--- START ---
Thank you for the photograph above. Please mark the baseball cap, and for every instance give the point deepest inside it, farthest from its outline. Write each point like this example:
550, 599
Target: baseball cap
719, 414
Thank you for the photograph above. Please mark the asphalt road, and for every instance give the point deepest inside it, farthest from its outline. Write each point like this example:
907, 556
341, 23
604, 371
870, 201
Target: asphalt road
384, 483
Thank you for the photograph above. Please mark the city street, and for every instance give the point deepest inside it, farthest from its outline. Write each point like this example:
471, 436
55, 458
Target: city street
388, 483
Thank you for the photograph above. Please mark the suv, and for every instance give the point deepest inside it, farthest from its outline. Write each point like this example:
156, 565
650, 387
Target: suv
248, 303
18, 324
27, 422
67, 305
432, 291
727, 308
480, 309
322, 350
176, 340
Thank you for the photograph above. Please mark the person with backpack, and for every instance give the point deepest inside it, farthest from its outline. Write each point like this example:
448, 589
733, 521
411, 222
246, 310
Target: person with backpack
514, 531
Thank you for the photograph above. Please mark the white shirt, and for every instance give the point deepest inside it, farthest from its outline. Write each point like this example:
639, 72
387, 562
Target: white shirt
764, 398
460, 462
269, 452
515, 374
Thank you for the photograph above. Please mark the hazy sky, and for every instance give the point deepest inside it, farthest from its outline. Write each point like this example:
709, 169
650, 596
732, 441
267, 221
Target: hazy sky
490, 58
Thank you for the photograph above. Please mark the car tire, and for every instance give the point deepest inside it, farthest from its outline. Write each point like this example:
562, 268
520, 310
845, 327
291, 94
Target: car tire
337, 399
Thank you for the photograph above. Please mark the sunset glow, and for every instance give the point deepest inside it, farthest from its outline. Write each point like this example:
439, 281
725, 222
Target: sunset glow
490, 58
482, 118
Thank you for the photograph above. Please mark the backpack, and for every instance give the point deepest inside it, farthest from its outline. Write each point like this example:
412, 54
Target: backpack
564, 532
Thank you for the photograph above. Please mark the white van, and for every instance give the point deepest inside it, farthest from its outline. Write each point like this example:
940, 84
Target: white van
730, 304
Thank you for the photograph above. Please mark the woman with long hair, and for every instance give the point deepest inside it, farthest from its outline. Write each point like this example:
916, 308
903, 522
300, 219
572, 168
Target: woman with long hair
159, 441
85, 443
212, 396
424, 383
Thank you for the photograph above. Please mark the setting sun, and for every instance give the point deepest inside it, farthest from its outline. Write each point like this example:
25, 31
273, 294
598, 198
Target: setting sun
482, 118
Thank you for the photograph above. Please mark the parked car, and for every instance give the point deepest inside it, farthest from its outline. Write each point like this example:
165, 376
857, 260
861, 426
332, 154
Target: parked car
--- END ---
## [EXERCISE]
Only the number is wanted: how many lines of the material above include the word "parked"?

## [EXERCISE RESPONSE]
2